### Vorliegender Text
Was bedeutet es steuerlich, wenn Arbeitnehmer ihrem Arbeitgeber ein Arbeitszimmer oder eine als Homeoffice genutzte Wohnung vermieten? Das BMF übernimmt bei dieser Frage nun die Grundsätze des BFH: Leistungen des Arbeitgebers sind hierbei entweder den Einkünften aus nicht selbständiger Arbeit oder aus Vermietung und Verpachtung (VuV) zuzuordnen. Das vorrangige Interesse ist dabei ausschlaggebend.
Das Bundesministerium der Finanzen (BMF) hat in einem aktuellen Schreiben die steuerliche Einordnung von Leistungen des Arbeitgebers für ein Arbeitszimmer bzw. ein Homeoffice an die neuesten Entscheidungen des Bundesfinanzhofs (BFH) angepasst. Demnach ordnet das BMF derartige Leistungen entweder den Einkünften aus Arbeitslohn oder aus Vermietung und Verpachtung (VuV) zu. Entscheidend ist dabei, in wessen vorrangigem Interesse die Nutzung erfolgt.
Einkünfte aus nicht selbständiger Arbeit
Voraussetzung für die Zuordnung zu den Einkünften aus nichtselbstständiger Arbeit ist die Veranlassung durch das individuelle Dienstverhältnis des Arbeitnehmers. An dieser Veranlassung fehlt es nach dem Schreiben, wenn der Arbeitgeber dem Arbeitnehmer Bezüge und Vorteile aufgrund einer anderen Rechtsbeziehung zuwendet, die neben dem Dienstverhältnis gesondert besteht (z.B. ein Mietverhältnis).
Das Schreiben differenziert dabei wie folgt: Dient das Arbeitszimmer oder die als Homeoffice genutzte Wohnung in erster Linie dem Interesse des Arbeitnehmers, ist davon auszugehen, dass die Leistungen des Arbeitgebers Teil der Gegenleistung für die Überlassung der individuellen Arbeitskraft des Arbeitnehmers ist. Die Einnahmen sind dann als Arbeitslohn zu beurteilen, Einkünfte aus VuV liegen nicht vor.
######
### Gesammeltes Material
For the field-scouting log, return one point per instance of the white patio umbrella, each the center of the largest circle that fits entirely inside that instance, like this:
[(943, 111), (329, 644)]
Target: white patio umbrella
######
» Die Aufgaben
1) Erkläre anhand des Textes zum vermieteten Arbeitszimmer in ein bis drei Sätzen, warum Zahlungen des Arbeitgebers bei einem gesonderten Mietverhältnis nicht zu den Einkünften aus nichtselbständiger Arbeit gehören.
2) Beantworte kurz diese Fragen zum Text zum vermieteten Arbeitszimmer:
(a) Wessen Grundsätze übernimmt das BMF?
(b) Worauf kommt es bei der Zuordnung der Leistungen an?
(c) Welche Einkünfte liegen nicht vor, wenn das Arbeitszimmer in erster Linie dem Interesse des Arbeitnehmers dient?
3) Tippe aus dem Text zum vermieteten Arbeitszimmer den Abschnitt von „Was bedeutet es“ bis „die Nutzung erfolgt.“ genau ab.

» Antworten je Aufgabe
1) Für Einkünfte aus nichtselbständiger Arbeit müssen die Leistungen durch das individuelle Dienstverhältnis des Arbeitnehmers veranlasst sein. Diese Veranlassung fehlt nach dem Schreiben, wenn der Arbeitgeber Bezüge und Vorteile aufgrund einer anderen Rechtsbeziehung zuwendet, die neben dem Dienstverhältnis gesondert besteht, zum Beispiel eines Mietverhältnisses.

2)
(a) Die Grundsätze des Bundesfinanzhofs (BFH).
(b) Darauf, in wessen vorrangigem Interesse die Nutzung erfolgt.
(c) Einkünfte aus Vermietung und Verpachtung (VuV).

3)
Was bedeutet es steuerlich, wenn Arbeitnehmer ihrem Arbeitgeber ein Arbeitszimmer oder eine als Homeoffice genutzte Wohnung vermieten? Das BMF übernimmt bei dieser Frage nun die Grundsätze des BFH: Leistungen des Arbeitgebers sind hierbei entweder den Einkünften aus nicht selbständiger Arbeit oder aus Vermietung und Verpachtung (VuV) zuzuordnen. Das vorrangige Interesse ist dabei ausschlaggebend.
Das Bundesministerium der Finanzen (BMF) hat in einem aktuellen Schreiben die steuerliche Einordnung von Leistungen des Arbeitgebers für ein Arbeitszimmer bzw. ein Homeoffice an die neuesten Entscheidungen des Bundesfinanzhofs (BFH) angepasst. Demnach ordnet das BMF derartige Leistungen entweder den Einkünften aus Arbeitslohn oder aus Vermietung und Verpachtung (VuV) zu. Entscheidend ist dabei, in wessen vorrangigem Interesse die Nutzung erfolgt.